> Records of labeled points

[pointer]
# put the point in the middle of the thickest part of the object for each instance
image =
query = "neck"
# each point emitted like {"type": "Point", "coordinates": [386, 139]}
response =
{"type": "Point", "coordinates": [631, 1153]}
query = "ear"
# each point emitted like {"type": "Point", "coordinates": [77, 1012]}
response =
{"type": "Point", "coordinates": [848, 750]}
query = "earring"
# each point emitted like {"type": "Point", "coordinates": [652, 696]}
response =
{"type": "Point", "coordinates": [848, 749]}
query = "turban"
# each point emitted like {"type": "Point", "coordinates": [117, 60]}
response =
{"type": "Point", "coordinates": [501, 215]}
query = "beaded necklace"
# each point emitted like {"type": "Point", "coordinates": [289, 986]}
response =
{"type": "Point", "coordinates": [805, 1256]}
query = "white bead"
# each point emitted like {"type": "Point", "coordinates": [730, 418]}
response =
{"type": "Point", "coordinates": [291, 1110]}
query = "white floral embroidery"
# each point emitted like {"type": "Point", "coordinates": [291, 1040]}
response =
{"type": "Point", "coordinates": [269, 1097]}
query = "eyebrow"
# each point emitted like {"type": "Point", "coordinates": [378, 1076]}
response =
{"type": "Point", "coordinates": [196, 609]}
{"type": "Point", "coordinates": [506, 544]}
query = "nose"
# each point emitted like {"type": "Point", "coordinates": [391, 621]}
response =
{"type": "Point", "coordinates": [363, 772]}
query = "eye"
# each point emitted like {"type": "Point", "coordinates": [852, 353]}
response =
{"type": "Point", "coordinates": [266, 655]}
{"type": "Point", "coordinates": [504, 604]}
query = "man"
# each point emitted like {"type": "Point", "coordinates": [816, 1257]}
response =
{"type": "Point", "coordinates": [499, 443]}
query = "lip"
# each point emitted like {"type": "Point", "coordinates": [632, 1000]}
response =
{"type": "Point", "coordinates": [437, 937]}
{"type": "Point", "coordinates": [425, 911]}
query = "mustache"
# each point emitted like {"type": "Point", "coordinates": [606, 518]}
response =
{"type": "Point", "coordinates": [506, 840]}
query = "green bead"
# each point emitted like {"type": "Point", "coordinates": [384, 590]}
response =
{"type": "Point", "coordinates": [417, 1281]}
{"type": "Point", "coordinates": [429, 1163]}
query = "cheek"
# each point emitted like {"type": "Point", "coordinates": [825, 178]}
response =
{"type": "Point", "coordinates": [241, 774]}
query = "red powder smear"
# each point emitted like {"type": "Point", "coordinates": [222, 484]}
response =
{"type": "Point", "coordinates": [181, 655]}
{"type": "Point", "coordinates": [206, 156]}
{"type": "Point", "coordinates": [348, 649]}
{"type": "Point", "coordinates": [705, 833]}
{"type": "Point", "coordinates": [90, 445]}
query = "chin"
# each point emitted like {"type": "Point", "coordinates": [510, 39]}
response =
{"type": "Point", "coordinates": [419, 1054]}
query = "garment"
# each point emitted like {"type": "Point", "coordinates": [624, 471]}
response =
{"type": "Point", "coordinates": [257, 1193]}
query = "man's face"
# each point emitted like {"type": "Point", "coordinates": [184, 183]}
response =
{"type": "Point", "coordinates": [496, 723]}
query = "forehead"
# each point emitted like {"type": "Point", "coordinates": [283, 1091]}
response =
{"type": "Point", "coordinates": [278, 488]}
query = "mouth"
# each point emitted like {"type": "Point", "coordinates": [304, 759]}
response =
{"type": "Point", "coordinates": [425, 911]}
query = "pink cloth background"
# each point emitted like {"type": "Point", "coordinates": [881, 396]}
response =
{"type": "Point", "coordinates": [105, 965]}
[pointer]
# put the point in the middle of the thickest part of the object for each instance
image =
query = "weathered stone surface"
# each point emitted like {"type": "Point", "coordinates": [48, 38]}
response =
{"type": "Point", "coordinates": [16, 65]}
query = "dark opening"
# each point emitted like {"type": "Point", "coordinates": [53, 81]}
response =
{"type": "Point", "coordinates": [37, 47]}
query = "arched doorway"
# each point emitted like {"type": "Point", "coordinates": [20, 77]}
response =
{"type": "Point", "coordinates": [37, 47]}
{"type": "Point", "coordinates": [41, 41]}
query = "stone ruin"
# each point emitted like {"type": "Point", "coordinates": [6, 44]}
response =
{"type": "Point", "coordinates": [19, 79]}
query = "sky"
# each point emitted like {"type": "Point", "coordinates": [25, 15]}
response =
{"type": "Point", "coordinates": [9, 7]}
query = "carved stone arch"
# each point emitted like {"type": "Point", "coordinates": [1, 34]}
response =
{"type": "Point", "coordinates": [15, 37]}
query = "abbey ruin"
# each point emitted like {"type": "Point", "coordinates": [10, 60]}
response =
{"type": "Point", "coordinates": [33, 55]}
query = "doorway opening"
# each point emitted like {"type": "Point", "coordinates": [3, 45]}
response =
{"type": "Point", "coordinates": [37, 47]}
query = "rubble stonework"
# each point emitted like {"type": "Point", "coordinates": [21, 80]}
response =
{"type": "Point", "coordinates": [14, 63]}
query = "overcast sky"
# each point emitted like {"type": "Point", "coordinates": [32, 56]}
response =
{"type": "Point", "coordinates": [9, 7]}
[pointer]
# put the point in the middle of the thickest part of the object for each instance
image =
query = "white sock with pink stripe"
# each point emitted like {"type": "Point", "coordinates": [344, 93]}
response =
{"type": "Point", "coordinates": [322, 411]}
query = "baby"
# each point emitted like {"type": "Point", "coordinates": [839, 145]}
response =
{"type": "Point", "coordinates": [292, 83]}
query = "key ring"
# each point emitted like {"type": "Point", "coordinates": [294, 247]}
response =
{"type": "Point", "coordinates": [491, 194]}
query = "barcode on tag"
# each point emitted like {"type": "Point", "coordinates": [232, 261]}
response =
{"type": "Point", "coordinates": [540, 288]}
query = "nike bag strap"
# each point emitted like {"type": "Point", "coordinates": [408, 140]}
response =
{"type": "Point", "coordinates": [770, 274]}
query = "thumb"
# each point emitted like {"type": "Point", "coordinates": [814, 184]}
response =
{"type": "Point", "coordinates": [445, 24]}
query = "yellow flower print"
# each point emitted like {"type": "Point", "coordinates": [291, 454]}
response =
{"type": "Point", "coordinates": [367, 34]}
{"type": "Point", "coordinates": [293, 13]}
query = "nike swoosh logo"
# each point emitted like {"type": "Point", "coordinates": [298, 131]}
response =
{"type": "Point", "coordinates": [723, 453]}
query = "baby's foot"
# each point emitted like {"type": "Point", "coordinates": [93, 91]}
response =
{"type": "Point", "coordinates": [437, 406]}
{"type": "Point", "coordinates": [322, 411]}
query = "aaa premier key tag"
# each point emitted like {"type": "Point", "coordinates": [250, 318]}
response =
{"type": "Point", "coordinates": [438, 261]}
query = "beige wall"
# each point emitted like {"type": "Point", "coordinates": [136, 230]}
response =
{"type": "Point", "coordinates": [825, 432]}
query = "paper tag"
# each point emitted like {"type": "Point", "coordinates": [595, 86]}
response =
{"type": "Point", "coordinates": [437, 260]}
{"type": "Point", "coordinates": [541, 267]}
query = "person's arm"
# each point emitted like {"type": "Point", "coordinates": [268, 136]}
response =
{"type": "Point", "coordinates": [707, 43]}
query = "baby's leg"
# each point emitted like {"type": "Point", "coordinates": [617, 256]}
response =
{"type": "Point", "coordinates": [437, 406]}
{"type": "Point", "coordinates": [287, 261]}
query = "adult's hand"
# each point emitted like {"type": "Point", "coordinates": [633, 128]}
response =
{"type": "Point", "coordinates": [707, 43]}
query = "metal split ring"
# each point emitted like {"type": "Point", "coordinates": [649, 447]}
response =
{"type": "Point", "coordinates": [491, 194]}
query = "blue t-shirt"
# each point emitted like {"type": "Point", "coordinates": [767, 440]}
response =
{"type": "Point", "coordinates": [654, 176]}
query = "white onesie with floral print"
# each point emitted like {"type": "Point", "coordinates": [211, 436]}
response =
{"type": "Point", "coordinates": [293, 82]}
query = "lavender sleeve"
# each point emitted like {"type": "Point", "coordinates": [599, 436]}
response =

> Your instructions
Find the line containing "onesie with floral" in the material above. Print it and every line after it through the end, exactly and only those.

> Exercise response
query = "white onesie with floral print"
# each point emitted like {"type": "Point", "coordinates": [211, 436]}
response =
{"type": "Point", "coordinates": [293, 82]}
query = "lavender sleeve"
# each point emitted like {"type": "Point", "coordinates": [599, 436]}
response =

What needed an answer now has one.